Dokumenttext:
+--

Riesenmaschine

16.01.2006 | 11:15 | Anderswo | Sachen anziehen | Vermutungen über die Welt

Ho Chi Minhs Hintern

Wie stellt man eigentlich den Hintern einer kultisch verehrten politischen Persönlichkeit dar? Die meisten Bildhauer dieser Welt, die man mit dieser Aufgabe betraute, beantworteten die diffizile Frage mit: Am besten gar nicht. Sie lösten das Problem, indem sie ihren Denkmälern einfach Mäntel anzogen, die das Hinterteil der kultisch verehrten Persönlichkeit voll und ganz verbargen.
Nur Lenin durfte manchmal Jacke tragen, wie dieser hier in Hanoi am Dien Bien Phu Boulevard. Doch auch sein Jackett lässt – wie alle anderen Lenin-Jacketts auch – so etwas wie Pobacken im Faltenwurf verschwinden. Das von Nikolai Tomski geschaffene Lenin-Denkmal am Lenin-Platz in Ostberlin (heute Platz der Vereinten Nationen und Lenin irgendwo unter der Erde) dagegen trug einen langen Mantel. Stalin seiner ist länger. Der Mantel geht ihm bis zu den Füssen, wie das Stalin-Denkmal in seiner Geburtsstadt Gori auch heute noch beweist.

+--

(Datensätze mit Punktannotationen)
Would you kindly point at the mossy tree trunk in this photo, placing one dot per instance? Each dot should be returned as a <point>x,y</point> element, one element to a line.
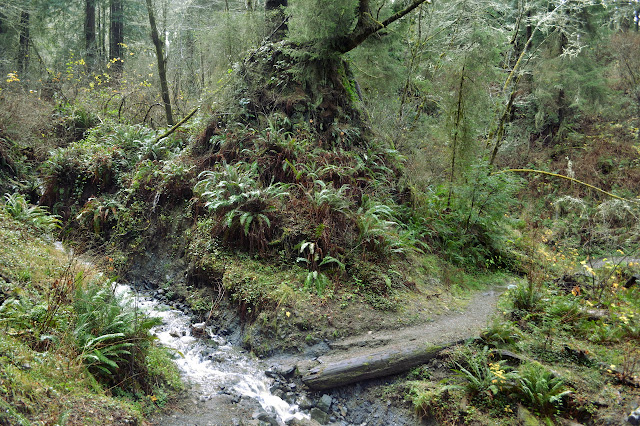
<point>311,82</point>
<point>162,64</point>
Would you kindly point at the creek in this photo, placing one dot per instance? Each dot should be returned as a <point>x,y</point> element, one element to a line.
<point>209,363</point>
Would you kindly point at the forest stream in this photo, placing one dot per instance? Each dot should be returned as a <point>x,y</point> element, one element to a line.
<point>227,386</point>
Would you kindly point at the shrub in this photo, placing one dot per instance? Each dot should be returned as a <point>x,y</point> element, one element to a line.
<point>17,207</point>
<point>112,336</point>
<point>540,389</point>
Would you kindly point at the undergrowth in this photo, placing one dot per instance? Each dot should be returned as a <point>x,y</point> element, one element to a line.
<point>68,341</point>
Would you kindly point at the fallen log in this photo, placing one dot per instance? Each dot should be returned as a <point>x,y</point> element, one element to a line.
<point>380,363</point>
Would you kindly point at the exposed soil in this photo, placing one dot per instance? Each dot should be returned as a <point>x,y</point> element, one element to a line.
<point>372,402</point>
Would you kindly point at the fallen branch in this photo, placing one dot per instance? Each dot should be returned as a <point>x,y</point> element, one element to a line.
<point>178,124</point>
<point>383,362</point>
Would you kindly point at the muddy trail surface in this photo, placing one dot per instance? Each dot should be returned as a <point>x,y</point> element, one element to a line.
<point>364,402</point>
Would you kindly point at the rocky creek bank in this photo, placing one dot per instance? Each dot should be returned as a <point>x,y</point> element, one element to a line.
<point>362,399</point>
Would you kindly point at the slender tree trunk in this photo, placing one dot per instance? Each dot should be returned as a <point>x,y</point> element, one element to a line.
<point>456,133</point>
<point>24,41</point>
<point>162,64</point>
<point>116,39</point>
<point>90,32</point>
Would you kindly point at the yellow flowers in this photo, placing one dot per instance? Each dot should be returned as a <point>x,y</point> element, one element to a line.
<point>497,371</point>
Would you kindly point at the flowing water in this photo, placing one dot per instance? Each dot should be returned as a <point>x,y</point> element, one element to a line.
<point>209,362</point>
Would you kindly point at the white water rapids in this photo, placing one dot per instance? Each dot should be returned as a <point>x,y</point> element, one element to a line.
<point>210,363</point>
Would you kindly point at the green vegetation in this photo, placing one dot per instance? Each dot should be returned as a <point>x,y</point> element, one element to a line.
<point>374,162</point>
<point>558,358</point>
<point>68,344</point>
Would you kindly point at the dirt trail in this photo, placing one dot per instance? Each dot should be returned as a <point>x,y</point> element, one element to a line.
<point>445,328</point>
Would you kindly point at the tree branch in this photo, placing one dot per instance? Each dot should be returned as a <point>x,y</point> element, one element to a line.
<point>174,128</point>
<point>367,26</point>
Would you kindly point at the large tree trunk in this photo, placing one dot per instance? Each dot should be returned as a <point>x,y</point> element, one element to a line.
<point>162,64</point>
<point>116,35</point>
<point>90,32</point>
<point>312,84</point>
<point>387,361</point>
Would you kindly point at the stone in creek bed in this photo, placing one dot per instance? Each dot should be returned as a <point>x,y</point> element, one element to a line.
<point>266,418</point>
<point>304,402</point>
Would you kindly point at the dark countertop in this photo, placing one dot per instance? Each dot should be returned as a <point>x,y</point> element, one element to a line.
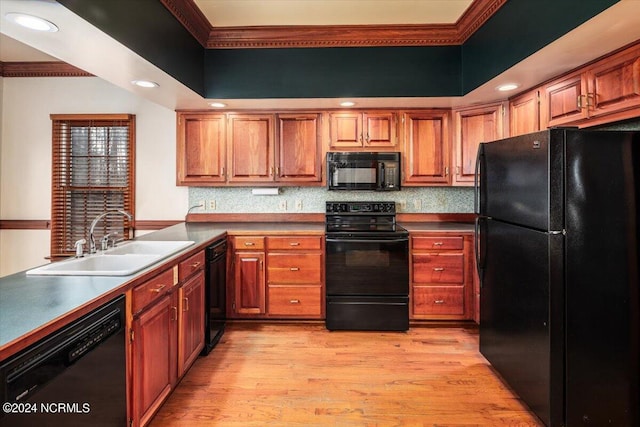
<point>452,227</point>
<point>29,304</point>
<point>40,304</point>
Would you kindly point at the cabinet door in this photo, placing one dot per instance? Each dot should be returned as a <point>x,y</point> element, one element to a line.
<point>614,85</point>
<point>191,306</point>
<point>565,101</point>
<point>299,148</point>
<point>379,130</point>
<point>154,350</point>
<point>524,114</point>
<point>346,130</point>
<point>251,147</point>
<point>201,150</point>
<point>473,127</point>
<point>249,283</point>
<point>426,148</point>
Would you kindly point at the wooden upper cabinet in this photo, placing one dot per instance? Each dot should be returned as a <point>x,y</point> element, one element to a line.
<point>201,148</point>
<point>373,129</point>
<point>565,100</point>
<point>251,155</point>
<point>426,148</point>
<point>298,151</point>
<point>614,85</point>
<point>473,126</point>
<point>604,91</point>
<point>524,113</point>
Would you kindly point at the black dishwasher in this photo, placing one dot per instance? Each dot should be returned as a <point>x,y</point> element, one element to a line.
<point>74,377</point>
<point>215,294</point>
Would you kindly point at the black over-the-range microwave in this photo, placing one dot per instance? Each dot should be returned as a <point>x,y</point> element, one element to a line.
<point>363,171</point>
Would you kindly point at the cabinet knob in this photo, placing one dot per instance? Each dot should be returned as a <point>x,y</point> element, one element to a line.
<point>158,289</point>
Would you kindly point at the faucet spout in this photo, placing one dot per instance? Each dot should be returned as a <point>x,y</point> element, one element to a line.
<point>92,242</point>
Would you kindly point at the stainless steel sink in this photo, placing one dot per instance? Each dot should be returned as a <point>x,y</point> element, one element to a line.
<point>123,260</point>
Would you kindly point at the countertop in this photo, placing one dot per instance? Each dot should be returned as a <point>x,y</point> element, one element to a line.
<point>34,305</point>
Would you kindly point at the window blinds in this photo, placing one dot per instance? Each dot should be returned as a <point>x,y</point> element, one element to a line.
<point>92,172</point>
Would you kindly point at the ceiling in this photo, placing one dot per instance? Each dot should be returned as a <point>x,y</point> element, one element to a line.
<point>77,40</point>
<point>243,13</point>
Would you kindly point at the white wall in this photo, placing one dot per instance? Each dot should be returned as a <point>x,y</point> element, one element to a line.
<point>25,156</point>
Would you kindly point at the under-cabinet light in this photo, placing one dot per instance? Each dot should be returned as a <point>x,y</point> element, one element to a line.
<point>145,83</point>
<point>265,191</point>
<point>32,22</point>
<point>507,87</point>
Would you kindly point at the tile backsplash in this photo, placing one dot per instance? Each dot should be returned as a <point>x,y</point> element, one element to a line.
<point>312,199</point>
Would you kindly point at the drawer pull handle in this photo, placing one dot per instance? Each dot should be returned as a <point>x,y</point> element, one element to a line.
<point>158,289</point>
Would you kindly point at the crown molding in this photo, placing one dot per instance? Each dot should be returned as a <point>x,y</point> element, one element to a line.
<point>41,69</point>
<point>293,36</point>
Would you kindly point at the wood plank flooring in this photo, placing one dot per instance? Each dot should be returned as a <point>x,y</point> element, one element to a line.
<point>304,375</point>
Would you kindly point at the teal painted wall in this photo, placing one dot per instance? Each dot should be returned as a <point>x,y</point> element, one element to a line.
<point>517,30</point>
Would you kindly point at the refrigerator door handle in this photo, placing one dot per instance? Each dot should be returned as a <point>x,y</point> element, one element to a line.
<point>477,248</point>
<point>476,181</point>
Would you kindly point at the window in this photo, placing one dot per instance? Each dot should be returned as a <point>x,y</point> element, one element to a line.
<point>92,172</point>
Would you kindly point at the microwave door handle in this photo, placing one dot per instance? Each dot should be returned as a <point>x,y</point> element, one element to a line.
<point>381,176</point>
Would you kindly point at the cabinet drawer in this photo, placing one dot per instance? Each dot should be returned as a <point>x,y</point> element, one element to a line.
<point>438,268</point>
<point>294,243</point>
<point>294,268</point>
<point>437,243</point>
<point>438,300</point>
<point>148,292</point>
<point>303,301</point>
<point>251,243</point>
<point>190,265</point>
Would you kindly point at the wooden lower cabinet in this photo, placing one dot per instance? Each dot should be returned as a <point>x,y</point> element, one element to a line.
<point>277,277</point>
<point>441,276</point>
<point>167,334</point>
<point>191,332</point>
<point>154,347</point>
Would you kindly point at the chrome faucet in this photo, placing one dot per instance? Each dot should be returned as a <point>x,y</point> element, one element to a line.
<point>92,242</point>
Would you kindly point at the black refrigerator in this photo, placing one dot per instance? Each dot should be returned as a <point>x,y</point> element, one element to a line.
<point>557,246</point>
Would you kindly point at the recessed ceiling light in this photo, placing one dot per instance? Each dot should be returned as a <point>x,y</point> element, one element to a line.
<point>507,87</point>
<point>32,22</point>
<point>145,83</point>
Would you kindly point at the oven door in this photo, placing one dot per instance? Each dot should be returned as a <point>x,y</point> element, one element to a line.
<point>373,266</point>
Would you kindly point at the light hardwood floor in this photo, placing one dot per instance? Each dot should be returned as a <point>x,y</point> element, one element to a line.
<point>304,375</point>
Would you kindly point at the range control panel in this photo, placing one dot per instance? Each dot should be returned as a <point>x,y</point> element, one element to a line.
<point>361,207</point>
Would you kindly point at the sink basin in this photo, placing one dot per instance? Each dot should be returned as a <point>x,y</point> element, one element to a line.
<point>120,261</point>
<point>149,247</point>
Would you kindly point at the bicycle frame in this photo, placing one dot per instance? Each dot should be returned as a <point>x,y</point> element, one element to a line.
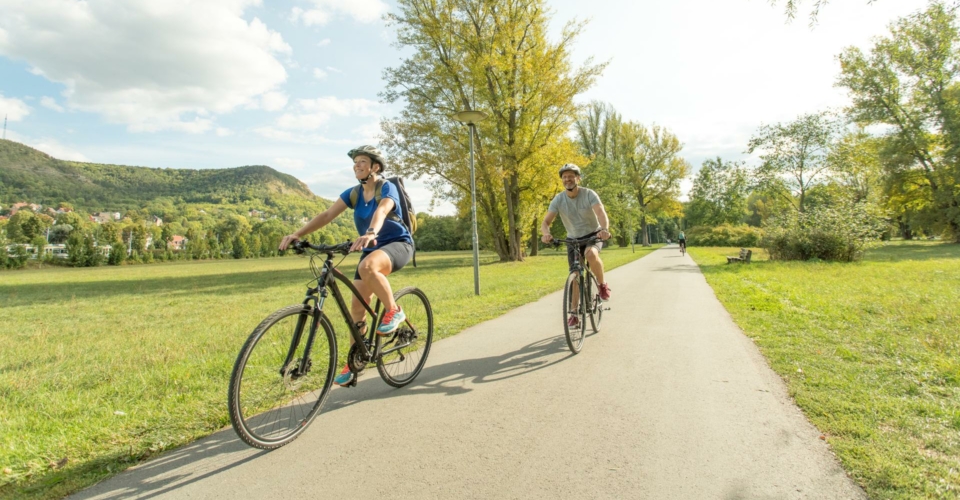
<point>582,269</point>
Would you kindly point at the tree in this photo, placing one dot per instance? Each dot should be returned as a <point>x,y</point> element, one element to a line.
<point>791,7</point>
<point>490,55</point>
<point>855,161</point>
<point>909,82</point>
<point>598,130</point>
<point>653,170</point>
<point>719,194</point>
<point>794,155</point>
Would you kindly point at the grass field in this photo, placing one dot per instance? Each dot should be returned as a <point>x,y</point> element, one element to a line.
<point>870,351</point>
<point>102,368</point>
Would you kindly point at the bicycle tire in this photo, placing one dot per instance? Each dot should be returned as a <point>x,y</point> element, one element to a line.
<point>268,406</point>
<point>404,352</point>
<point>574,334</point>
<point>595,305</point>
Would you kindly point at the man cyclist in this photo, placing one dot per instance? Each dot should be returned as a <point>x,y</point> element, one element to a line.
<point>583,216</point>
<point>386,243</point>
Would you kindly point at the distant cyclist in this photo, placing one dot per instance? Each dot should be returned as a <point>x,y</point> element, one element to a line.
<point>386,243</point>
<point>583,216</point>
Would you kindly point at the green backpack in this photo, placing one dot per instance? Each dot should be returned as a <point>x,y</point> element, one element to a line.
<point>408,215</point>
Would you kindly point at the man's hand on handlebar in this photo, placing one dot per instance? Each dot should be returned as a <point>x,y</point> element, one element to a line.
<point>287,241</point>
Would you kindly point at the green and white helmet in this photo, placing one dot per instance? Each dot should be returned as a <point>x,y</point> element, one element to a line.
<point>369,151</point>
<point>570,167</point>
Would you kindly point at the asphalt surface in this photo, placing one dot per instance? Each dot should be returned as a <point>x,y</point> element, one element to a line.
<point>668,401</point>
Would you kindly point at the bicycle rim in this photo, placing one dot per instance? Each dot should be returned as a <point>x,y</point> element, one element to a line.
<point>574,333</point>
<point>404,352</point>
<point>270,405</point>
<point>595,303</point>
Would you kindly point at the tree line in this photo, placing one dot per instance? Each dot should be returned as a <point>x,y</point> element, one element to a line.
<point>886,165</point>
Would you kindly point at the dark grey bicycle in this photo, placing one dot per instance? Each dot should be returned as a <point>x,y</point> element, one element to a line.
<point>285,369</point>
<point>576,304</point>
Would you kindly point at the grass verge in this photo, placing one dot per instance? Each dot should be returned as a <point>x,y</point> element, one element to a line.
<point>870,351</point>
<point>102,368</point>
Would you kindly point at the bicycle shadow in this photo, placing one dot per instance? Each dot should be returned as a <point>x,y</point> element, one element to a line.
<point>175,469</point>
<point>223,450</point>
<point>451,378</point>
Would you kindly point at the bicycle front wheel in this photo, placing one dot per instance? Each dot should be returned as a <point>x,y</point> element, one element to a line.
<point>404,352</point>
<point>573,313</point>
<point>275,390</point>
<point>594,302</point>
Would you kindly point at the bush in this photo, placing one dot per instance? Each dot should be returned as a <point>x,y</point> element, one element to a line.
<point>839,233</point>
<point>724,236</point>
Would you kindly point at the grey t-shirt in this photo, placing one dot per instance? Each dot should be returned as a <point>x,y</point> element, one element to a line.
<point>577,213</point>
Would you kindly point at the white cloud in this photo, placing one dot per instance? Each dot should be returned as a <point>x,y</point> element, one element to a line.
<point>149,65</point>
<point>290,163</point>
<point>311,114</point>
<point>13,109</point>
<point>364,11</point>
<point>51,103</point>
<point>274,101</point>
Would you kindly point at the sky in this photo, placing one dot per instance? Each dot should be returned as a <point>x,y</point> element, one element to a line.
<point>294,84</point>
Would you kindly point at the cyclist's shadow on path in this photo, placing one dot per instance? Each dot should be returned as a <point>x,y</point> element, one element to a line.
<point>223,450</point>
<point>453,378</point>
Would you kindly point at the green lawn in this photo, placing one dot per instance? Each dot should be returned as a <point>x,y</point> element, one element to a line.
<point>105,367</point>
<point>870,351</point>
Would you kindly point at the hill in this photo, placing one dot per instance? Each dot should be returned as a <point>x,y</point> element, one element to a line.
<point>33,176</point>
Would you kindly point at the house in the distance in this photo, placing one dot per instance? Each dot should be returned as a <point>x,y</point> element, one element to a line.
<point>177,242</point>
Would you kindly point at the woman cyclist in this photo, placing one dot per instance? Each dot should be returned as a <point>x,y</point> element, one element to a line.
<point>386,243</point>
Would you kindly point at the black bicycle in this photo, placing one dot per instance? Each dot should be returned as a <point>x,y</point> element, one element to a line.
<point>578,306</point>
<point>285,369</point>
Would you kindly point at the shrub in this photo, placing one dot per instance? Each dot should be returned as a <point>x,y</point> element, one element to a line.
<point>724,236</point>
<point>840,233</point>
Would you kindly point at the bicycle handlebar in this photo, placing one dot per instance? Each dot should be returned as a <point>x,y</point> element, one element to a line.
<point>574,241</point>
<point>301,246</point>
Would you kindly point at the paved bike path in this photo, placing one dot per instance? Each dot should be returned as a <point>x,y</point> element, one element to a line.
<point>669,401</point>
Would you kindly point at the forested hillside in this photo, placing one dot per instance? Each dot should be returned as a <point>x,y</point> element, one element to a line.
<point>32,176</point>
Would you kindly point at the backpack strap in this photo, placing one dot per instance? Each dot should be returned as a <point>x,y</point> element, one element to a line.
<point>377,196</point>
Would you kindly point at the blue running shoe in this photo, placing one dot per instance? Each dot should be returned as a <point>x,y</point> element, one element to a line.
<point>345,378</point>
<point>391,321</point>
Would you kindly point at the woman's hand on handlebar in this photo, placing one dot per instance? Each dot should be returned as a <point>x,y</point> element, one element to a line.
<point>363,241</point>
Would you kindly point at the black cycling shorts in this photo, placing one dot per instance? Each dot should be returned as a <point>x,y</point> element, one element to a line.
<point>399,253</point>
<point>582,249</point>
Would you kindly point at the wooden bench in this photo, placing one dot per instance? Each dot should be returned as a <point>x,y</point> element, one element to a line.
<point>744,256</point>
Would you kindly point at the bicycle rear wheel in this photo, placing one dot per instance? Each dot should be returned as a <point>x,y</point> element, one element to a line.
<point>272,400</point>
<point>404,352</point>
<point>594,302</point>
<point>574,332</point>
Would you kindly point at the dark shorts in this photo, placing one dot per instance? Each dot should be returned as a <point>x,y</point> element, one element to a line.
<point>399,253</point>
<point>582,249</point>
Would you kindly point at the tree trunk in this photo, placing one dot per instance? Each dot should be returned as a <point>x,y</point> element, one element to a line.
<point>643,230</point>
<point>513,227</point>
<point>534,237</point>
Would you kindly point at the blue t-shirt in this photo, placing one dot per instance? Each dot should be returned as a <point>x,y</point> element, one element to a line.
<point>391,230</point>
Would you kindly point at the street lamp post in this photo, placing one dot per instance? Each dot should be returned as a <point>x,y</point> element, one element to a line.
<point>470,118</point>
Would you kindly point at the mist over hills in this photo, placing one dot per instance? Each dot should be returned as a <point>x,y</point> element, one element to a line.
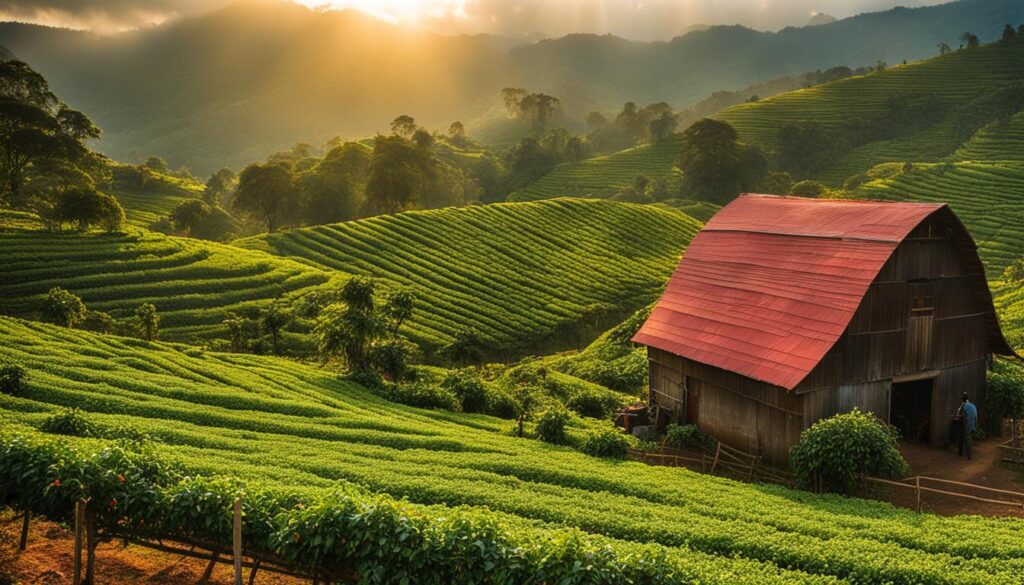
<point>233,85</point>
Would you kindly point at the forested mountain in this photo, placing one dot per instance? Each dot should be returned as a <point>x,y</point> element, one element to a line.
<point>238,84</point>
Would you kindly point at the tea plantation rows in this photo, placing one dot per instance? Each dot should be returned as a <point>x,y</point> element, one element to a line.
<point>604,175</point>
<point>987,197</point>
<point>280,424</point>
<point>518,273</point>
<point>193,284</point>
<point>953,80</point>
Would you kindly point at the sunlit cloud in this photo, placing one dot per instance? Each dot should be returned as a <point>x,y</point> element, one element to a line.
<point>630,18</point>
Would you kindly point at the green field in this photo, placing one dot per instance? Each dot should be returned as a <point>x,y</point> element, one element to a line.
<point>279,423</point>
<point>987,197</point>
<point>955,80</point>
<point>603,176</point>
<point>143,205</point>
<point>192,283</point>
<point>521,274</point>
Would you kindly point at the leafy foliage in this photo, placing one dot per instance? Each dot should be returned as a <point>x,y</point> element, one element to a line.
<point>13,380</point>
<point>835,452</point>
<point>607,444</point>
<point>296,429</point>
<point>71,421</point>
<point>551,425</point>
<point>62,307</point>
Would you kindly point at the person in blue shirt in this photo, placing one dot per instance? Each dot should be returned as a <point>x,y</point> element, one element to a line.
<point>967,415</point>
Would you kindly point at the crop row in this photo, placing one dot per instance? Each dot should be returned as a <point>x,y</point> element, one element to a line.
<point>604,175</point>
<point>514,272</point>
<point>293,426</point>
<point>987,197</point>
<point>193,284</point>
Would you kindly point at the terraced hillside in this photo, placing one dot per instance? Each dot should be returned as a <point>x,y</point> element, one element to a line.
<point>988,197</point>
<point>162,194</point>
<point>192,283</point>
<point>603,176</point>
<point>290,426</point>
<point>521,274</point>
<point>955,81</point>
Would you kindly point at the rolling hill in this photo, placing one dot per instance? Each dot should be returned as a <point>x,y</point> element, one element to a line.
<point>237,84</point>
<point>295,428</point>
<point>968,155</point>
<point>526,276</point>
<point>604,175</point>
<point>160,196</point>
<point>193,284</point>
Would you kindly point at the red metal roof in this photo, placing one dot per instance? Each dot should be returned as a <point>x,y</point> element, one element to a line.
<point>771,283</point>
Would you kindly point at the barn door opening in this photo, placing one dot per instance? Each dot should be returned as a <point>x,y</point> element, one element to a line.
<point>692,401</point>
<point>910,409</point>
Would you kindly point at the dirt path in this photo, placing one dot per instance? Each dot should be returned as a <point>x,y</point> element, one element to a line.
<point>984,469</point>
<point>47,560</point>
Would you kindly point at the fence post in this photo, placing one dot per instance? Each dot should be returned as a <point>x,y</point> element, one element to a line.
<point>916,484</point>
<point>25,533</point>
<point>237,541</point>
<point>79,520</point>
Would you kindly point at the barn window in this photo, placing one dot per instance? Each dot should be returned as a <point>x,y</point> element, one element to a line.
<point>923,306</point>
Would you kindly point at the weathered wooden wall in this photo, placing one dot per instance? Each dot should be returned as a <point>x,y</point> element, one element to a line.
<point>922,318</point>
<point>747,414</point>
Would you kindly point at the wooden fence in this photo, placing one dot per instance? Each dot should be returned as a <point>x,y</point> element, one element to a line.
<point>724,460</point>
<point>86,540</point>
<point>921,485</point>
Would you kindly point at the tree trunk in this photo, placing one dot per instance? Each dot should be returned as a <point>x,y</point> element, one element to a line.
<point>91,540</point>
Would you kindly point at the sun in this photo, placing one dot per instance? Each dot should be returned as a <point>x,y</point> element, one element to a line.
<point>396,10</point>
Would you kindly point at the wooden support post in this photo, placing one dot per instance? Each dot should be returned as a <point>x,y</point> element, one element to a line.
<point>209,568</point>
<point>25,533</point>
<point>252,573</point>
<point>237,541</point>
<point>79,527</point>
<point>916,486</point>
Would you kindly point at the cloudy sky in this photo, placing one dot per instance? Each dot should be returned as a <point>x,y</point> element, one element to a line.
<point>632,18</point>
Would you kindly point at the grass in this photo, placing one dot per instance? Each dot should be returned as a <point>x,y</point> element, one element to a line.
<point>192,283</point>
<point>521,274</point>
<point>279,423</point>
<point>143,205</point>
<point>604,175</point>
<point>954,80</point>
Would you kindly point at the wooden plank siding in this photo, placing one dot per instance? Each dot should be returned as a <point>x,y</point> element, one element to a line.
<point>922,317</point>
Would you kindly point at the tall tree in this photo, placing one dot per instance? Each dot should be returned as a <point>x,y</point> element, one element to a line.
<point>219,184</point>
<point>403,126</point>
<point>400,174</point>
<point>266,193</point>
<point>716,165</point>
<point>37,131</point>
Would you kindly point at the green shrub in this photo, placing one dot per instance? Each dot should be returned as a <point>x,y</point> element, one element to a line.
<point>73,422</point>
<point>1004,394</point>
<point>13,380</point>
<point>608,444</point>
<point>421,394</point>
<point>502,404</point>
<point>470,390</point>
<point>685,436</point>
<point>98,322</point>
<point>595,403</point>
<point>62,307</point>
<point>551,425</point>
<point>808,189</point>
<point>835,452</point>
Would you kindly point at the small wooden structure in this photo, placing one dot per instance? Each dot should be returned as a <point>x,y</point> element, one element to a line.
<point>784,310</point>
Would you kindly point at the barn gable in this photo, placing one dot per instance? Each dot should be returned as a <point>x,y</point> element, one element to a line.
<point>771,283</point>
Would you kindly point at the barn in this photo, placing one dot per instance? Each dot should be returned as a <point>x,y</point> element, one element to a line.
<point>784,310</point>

+--

Kopieren Sie aus dem Text über Denkmäler kultisch verehrter Persönlichkeiten wörtlich den Abschnitt, der bei „Ho Chi Minhs“ beginnt und mit „und ganz verbargen.“ endet. Die Datensätze sind einer anderen Quelle entnommen.

Ausgearbeitete Lösung:
Ho Chi Minhs Hintern

Wie stellt man eigentlich den Hintern einer kultisch verehrten politischen Persönlichkeit dar? Die meisten Bildhauer dieser Welt, die man mit dieser Aufgabe betraute, beantworteten die diffizile Frage mit: Am besten gar nicht. Sie lösten das Problem, indem sie ihren Denkmälern einfach Mäntel anzogen, die das Hinterteil der kultisch verehrten Persönlichkeit voll und ganz verbargen.